# EXERCISE DIRECTIONS:
In the seed grant call below, could you restate the part that opens with the words "BACKGROUND ON THE" and closes with "of this Hub.", changing "long history" to "lengthy history"?

------ SUPPLIED TEXT

Healthier Cities and Communities Hub
Seed Grant / Pilot Project
REQUEST FOR PROPOSALS
November 14, 2014
The Dalla Lana School of Public Health (DLSPH) of the University of Toronto, Wellesley Institute and Toronto Public Health issue this Seed Grant / Pilot Project Request for Proposals. The grants will support the bringing together of community, public sector, and university collaborators to undertake equity-oriented solutions-focussed research aimed at protecting and enhancing wellbeing in cities and communities. Final awards of funding will be contingent on finalization of matching fund agreements between the above-mentioned partner organizations.
The Dalla Lana School of Public Health (DLSPH), a Faculty of the University of Toronto, is a regional and global leader in public health education, research and service, with the largest concentrations of academic population and public health researchers in Canada, with backgrounds spanning the humanities, social and behavioural sciences, and physical and life sciences. Wellesley Institute is a research and policy institute that works to drive policy, community and social changes that will improve the health of all who live in the Greater Toronto area Toronto Public Health is committed to reducing health inequity and improving the health of the whole population through championing healthy public policy, leading innovation in public health practice and delivering services that meet the needs of Torontoʼs diverse communities.
BACKGROUND ON THE HEALTHIER CITIES AND COMMUNITIES HUB
How to achieve Healthy Cities and Communities is a shared challenge and overlapping interest of faculty and communities across the Greater Toronto Area (GTA). Both Toronto Public Health and Wellesley Institute have a long history of working with Toronto communities to improve health equities. To renew this effort, and in alignment with its institutional goals, the Dalla Lana School of Public Health at the University of Toronto envisaged the Healthier Cities and Communities Hub to coordinate innovative research, shared learning and community engagement (http://healthiercitiescommunities.com). The three partners are all part of this Hub.

------------
------ DATA RECORDS

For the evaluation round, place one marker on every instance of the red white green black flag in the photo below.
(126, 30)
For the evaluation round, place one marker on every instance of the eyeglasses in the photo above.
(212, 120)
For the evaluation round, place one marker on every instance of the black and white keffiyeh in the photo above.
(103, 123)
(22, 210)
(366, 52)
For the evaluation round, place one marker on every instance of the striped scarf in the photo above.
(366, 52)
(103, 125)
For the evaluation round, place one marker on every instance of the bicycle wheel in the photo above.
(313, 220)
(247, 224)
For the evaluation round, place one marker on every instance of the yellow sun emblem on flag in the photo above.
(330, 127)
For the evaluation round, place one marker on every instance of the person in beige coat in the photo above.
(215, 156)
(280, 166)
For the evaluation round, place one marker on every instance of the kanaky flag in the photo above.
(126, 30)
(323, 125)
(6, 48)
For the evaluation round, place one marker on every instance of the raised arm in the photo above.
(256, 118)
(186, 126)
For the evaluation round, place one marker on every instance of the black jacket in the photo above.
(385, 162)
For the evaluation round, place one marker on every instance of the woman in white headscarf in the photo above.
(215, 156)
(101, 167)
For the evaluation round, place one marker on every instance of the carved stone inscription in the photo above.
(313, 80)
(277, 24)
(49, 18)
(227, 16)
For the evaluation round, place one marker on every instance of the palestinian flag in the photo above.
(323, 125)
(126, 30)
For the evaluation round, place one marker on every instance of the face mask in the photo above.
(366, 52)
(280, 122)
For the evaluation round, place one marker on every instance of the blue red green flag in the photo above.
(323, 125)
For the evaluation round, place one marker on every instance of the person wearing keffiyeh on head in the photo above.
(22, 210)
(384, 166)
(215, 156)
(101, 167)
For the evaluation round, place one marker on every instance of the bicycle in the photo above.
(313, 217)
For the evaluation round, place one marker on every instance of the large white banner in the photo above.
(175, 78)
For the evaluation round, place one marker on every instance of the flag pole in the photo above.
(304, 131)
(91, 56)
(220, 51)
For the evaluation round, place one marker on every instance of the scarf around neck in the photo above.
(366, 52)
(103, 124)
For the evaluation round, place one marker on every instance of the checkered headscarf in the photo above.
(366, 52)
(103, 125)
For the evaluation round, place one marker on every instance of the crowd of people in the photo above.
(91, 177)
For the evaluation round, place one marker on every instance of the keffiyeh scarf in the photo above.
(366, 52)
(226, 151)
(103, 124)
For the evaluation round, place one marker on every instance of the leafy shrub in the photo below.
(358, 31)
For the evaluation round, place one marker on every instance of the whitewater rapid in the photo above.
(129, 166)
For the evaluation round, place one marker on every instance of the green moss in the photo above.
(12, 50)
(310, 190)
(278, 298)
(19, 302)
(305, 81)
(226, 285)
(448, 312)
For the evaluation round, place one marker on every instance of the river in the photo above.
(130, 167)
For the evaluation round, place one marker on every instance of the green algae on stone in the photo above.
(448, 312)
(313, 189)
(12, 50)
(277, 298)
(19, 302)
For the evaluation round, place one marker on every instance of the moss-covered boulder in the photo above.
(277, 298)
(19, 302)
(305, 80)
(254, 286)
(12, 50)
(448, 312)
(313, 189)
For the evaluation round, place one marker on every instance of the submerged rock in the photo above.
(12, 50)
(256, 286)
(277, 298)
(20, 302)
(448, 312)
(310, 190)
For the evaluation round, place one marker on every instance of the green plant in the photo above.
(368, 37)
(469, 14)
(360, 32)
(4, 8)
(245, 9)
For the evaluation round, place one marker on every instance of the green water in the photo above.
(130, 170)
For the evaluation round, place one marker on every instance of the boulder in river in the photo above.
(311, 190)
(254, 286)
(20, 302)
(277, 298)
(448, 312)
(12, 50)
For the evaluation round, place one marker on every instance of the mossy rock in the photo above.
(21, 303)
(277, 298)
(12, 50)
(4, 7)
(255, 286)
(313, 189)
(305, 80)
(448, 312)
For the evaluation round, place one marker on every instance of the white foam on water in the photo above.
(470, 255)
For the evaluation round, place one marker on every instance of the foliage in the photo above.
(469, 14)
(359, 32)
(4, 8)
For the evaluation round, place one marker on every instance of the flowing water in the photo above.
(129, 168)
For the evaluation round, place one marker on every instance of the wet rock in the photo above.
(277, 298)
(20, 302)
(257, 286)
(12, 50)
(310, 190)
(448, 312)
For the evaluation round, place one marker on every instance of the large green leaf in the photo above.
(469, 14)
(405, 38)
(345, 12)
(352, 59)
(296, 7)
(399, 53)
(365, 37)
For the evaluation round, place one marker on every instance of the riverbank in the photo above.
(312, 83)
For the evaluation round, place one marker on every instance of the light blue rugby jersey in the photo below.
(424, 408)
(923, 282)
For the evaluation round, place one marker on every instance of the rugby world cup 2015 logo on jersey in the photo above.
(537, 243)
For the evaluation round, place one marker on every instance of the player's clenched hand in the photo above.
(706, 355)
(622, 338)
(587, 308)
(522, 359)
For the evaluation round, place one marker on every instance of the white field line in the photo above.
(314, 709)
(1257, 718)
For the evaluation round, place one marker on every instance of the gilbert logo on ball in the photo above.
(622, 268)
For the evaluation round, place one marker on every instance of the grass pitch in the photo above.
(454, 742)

------------

# COMPLETE ANSWER:
BACKGROUND ON THE HEALTHIER CITIES AND COMMUNITIES HUB
How to achieve Healthy Cities and Communities is a shared challenge and overlapping interest of faculty and communities across the Greater Toronto Area (GTA). Both Toronto Public Health and Wellesley Institute have a lengthy history of working with Toronto communities to improve health equities. To renew this effort, and in alignment with its institutional goals, the Dalla Lana School of Public Health at the University of Toronto envisaged the Healthier Cities and Communities Hub to coordinate innovative research, shared learning and community engagement (http://healthiercitiescommunities.com). The three partners are all part of this Hub.